== What to produce ==
Reproduce the records below word for word.

== Material for this exercise ==
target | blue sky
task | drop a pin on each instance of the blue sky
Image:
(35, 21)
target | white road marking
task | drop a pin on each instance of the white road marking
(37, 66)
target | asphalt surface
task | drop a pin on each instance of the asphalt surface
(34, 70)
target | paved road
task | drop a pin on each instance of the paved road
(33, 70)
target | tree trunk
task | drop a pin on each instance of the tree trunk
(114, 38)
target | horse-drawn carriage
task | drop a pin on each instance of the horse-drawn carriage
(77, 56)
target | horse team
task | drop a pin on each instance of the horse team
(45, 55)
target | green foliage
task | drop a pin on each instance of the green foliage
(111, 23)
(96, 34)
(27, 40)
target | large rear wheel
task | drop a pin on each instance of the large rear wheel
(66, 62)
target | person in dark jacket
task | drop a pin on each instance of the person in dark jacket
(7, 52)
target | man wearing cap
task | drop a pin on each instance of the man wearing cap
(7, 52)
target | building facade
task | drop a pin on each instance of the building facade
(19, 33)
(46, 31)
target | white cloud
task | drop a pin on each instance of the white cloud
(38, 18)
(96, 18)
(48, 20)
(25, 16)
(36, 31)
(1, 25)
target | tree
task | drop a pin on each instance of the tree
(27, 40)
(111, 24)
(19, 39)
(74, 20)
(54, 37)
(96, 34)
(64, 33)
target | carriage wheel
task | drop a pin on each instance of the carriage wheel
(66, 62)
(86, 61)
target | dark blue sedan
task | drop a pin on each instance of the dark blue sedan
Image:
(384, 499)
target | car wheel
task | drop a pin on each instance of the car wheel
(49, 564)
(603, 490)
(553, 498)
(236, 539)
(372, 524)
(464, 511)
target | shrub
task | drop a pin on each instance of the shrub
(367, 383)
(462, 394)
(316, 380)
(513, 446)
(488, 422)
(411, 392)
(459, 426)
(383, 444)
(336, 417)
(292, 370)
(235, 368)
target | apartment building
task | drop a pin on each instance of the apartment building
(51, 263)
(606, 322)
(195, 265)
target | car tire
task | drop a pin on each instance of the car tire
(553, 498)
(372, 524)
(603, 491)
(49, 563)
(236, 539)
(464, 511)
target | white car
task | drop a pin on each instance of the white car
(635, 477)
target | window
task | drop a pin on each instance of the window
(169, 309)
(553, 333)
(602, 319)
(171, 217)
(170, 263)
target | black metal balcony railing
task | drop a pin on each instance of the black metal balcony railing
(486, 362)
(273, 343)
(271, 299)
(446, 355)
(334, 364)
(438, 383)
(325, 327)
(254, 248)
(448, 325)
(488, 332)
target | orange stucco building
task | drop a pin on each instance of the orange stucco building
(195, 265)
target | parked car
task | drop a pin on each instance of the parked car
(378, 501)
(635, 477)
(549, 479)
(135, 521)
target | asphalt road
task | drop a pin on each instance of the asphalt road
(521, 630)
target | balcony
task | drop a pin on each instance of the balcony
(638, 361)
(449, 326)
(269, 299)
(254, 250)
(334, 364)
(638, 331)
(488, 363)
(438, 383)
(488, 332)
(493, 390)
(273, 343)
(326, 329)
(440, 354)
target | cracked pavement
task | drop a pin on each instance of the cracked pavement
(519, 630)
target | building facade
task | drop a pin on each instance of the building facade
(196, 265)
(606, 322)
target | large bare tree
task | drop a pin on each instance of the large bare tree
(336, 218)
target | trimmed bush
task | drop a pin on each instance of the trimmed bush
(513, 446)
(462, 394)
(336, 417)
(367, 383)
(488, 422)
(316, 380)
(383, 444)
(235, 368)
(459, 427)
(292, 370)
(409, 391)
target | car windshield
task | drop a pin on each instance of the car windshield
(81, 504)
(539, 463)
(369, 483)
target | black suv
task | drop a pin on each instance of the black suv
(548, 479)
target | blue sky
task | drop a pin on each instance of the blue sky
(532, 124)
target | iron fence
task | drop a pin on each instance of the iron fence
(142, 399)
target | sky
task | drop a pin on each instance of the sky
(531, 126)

== Final answer ==
target | blue sky
task | drop a pin on each instance of the blue sky
Image:
(35, 21)
target | white road marking
task | drop a pin on each instance of the white road marking
(37, 66)
target | asphalt surface
task | drop a pin on each instance of the asphalt surface
(34, 70)
target | paved road
task | drop a pin on each instance of the paved road
(33, 70)
target | tree trunk
task | drop a pin on each instance of the tree trunk
(114, 38)
target | horse-drawn carriage
task | drop a pin on each instance of the horse-drawn carriage
(77, 56)
target | horse team
task | drop a pin on each instance of the horse team
(45, 55)
target | green foliage
task | drop a pin on each instance of the green foliage
(111, 23)
(96, 34)
(27, 40)
target | large rear wheel
task | drop a pin on each instance of the large rear wheel
(66, 62)
target | person in dark jacket
task | drop a pin on each instance of the person in dark jacket
(7, 52)
target | man wearing cap
task | drop a pin on each instance of the man wearing cap
(7, 52)
target | building facade
task | drop a pin on each instance of the building facade
(19, 33)
(46, 31)
target | white cloud
task | drop a pin on each instance of the white cloud
(38, 18)
(96, 18)
(48, 20)
(25, 16)
(36, 31)
(1, 25)
target | tree
task | drop a pin on each instance of the tree
(27, 40)
(111, 24)
(19, 39)
(74, 20)
(54, 37)
(96, 34)
(64, 33)
target | carriage wheel
task | drop a pin on each instance of the carriage wheel
(66, 62)
(86, 61)
target | dark blue sedan
task | drop a pin on each instance of the dark blue sedan
Image:
(384, 499)
target | car wheel
task | drop a pin on each instance of the car wheel
(49, 564)
(603, 490)
(553, 498)
(236, 539)
(372, 524)
(464, 511)
target | shrub
task | drop a pin on each instance of the shrub
(367, 383)
(462, 394)
(316, 380)
(513, 446)
(488, 422)
(411, 392)
(459, 426)
(383, 444)
(336, 417)
(292, 370)
(235, 368)
target | apartment building
task | drop a pin on each instance of the apartment building
(51, 263)
(606, 322)
(195, 265)
target | car tire
task | drop a pin on each instance of the car tire
(553, 498)
(372, 524)
(603, 491)
(49, 563)
(236, 539)
(464, 511)
target | white car
task | drop a pin on each instance of the white car
(635, 477)
target | window
task | drop a pin on each instance of the window
(169, 309)
(553, 333)
(602, 319)
(171, 217)
(170, 263)
target | black metal balcony railing
task | drop a pin on each instance of the black metal balcony railing
(486, 362)
(273, 343)
(271, 299)
(446, 355)
(334, 364)
(438, 383)
(325, 327)
(254, 248)
(448, 325)
(488, 332)
target | orange stucco building
task | drop a pin on each instance of the orange stucco building
(195, 265)
target | parked car
task | drop a pin on each instance of the parked car
(378, 501)
(635, 477)
(549, 479)
(135, 521)
target | asphalt road
task | drop a pin on each instance of the asphalt road
(521, 630)
target | balcony
task | drop a pin on each instance of the balcony
(638, 361)
(449, 326)
(269, 299)
(254, 250)
(334, 364)
(638, 331)
(488, 363)
(438, 383)
(488, 332)
(493, 390)
(273, 343)
(326, 329)
(440, 354)
target | cracked pavement
task | drop a pin on each instance of the cracked pavement
(519, 630)
target | building facade
task | drop a pin on each instance of the building facade
(196, 265)
(606, 322)
target | large bare tree
task | drop a pin on each instance of the large bare tree
(336, 218)
target | trimmed bush
task | drop a pin on each instance of the trimmed bush
(513, 446)
(462, 394)
(336, 417)
(367, 383)
(488, 422)
(316, 380)
(383, 444)
(235, 368)
(459, 427)
(292, 370)
(409, 391)
target | car windshield
task | drop a pin on each instance of the car windshield
(81, 504)
(539, 463)
(369, 483)
target | black suv
task | drop a pin on each instance of the black suv
(548, 479)
target | blue sky
task | drop a pin on each instance of the blue sky
(532, 124)
target | iron fence
task | drop a pin on each instance of the iron fence
(142, 399)
target | sky
task | drop a pin on each instance of the sky
(531, 126)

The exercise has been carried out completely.